• _Texto fornecido_
────────────────

Era das mais antigas moradoras daquele lugar... Habitava a última casa de madeira, antes do mata-burro que atravessava o “ribeirãozinho” torto.

Mata-burro que atravessava o “ribeirãozinho” torto (Foto: João Neto)

Viúva do balaieiro, Dona Nena era miúda, de olhos sem brilho, corpo curvado pra frente, um sorriso econômico - quase apagado. Boa de prosa, tinha a conversa mansa, carregada de uma “mineirice” inconfundível.

Era notada, principalmente, por uma particularidade: só usava roupa preta... Podia estar calor de arrebentar mamona, o mundo podia estar em brasa, ela não descartava o vestido preto!

Sua vestimenta, seu corpo miúdo e arcado, além de seus passos lentos, lhe davam um ar de mistério.

Havia quem dissesse que ela costumava caminhar pelo cemitério em noites de lua mansa. Acredito que isso era apenas a língua comprida daquele povo.

Era muito bondosa, toda vez que estive em sua casa, fez questão de oferecer café com pão feito em casa... Eu gostava de sua prosa: falava do tempo, do companheiro, dos pais que nunca mais viu e dos filhos que nunca teve.

Numa das nossas conversas criei coragem e perguntei o motivo de usar somente preto, serenamente respondeu:

- Depois que o Juca faleceu, em respeito a ele, decidi guardar luto para sempre... Ele era de família muito rica e eu muito pobre, pois ele abandonou tudo para viver comigo... Ele tinha dezenove anos e eu dezesseis.

Ela suspirou fundo e prosseguiu:

- Vivemos cinquenta e seis anos juntos, confesso que ele cuidou de mim cada ano, cada dia, cada minuto... Eu sou apaixonada por ele até hoje!

Enquanto eu disfarçava uma lágrima ela confidenciou:

- Quando a lua está clarinha eu vou ao cemitério visitá-lo, a gente caminha horas conversando de mãos dadas, são esses passeios que me mantém viva!

A covid levou Dona Nena para o céu em 2022, tenho certeza que se encontrou com Seu Juca, estão caminhando de mãos dadas pela eternidade!

────────────────

• _Tarefa_
Reescreva o trecho do texto sobre Dona Nena começando em "Viúva do balaieiro, Dona" e seguindo até "ar de mistério.", trocando "balaieiro" por "sapateiro".

[Itens listados num conjunto de dados]
────────────────

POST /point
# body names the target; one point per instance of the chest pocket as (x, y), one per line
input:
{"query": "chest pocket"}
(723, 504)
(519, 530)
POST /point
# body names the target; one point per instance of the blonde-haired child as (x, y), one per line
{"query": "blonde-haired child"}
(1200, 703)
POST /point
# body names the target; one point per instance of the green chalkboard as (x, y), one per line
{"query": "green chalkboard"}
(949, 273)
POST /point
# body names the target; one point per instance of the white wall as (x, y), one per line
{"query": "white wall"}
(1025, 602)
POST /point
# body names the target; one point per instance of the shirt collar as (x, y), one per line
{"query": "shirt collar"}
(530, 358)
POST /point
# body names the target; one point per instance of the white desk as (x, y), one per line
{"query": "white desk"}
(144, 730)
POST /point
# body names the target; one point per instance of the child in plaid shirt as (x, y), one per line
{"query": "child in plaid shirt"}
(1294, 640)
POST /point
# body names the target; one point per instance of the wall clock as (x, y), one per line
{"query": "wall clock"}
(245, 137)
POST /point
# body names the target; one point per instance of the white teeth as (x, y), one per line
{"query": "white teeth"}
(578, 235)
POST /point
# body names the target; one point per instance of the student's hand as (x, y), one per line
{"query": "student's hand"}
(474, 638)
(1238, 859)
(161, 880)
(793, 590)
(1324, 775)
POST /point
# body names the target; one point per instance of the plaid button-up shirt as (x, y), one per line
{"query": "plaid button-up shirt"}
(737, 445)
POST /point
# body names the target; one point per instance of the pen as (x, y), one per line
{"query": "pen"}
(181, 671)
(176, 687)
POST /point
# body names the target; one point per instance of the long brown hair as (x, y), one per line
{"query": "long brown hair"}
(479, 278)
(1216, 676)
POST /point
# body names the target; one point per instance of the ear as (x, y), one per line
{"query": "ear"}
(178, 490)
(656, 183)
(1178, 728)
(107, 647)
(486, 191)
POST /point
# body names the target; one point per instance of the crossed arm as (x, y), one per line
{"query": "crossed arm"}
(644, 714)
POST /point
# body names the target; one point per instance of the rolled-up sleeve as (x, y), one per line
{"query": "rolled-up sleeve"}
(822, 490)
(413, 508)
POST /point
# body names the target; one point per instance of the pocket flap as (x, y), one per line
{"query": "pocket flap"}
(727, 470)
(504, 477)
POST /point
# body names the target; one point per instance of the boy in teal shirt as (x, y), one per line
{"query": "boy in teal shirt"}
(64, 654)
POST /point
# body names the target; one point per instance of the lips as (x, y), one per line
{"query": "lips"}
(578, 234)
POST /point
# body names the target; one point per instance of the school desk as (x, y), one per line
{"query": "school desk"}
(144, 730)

────────────────

• _Resposta do exercício_
Viúva do sapateiro, Dona Nena era miúda, de olhos sem brilho, corpo curvado pra frente, um sorriso econômico - quase apagado. Boa de prosa, tinha a conversa mansa, carregada de uma “mineirice” inconfundível.

Era notada, principalmente, por uma particularidade: só usava roupa preta... Podia estar calor de arrebentar mamona, o mundo podia estar em brasa, ela não descartava o vestido preto!

Sua vestimenta, seu corpo miúdo e arcado, além de seus passos lentos, lhe davam um ar de mistério.